◆ GIVEN EXERCISE 1:
Count the lines of the listing that contain the word "white", and give only the number.

+++ QUOTED PASSAGE +++

We have about 23 callbacks registered. The shotgun API performance seems pretty quick.
Looking into Philip’s point, the evidence does seem to point to a lagging behind behavior.
Thank you very much for the helpful tips! Will try to implement and post back if we find any interesting notes.
I do not seem to have such a timing_log option in my current configuration, is it something that can be added manually or do I need to update my configuration?
I would like to have some input about two parameters I noticed in shotgunEventDaemon.conf: fetch_interval = 5 and max_event_batch_size = 500
If I get it right, the _mainloop of shotgunEventDaemon :
fetches events with _get_NewEvents, which takes the last processed event as starting point and fetches all events with IDs above this reference,
processes these events with the plugins
checks the amount of processed events and sleeps for fetch_interval seconds if this amount is under max_event_batch_size
So now I’m wondering how changing max_event_batch_size to 300 (for ex) would impact the event handler. It would sleep less, so from my point of view there would be less risk of lag; but I guess there are some reasons not visible from the shotgunEventHandler code to choose these two values of 500 events and 5s. Would it remain stable? would the batch operations be still optimum?
The max_event_batch_size is a default value for the number of events to fetch which is a compromise between the time it takes for the app to produce results and the time for them to be sent over the wire. You don’t want to fetch too many events that your request blocks one of the app’s threads too long but you don’t want to fetch too few that you’re spending your time waiting for tiny batches of data over your network link’s latency.

+++ DATA SHOWN +++

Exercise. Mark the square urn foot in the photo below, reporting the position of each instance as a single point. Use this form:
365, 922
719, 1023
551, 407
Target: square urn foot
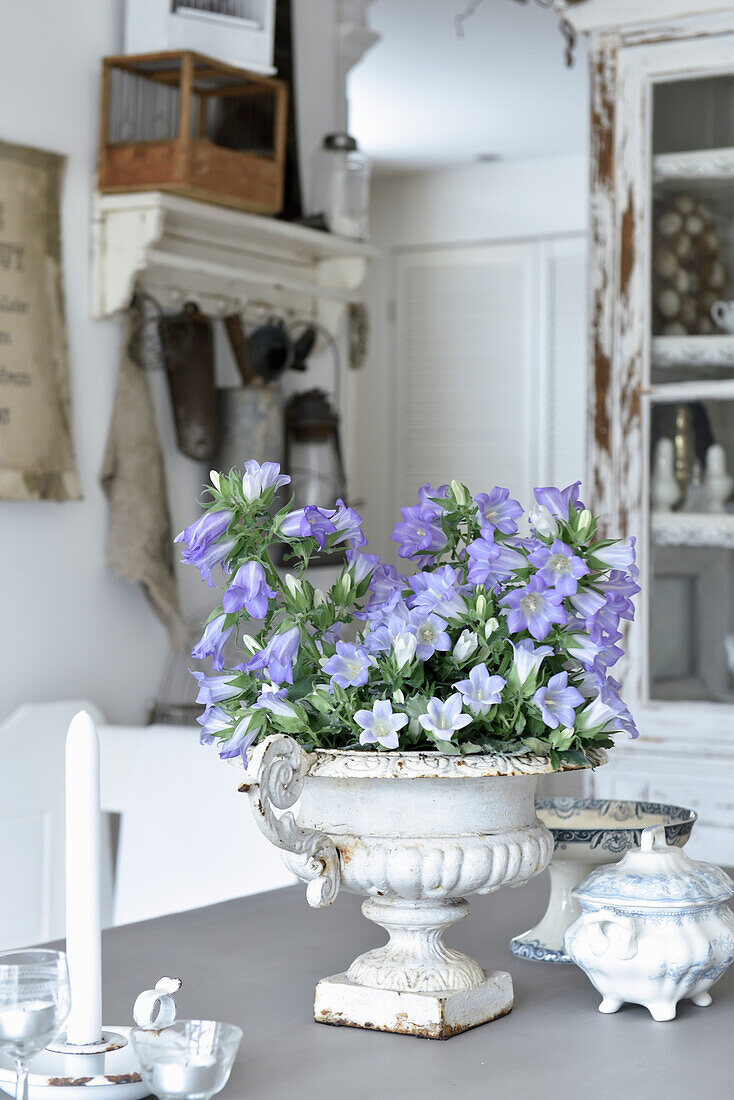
430, 1015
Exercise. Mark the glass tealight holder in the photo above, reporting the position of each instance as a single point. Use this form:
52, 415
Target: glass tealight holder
189, 1060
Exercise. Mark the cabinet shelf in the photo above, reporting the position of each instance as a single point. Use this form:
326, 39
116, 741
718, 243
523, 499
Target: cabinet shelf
702, 164
711, 351
689, 529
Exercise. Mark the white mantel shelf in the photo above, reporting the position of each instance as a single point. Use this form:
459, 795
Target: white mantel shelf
689, 529
182, 250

+++

◆ GIVEN EXERCISE 2:
In the forum thread, what value is max_event_batch_size set to in shotgunEventDaemon.conf?

◆ COMPLETE RESPONSE 1:
2

◆ COMPLETE RESPONSE 2:
500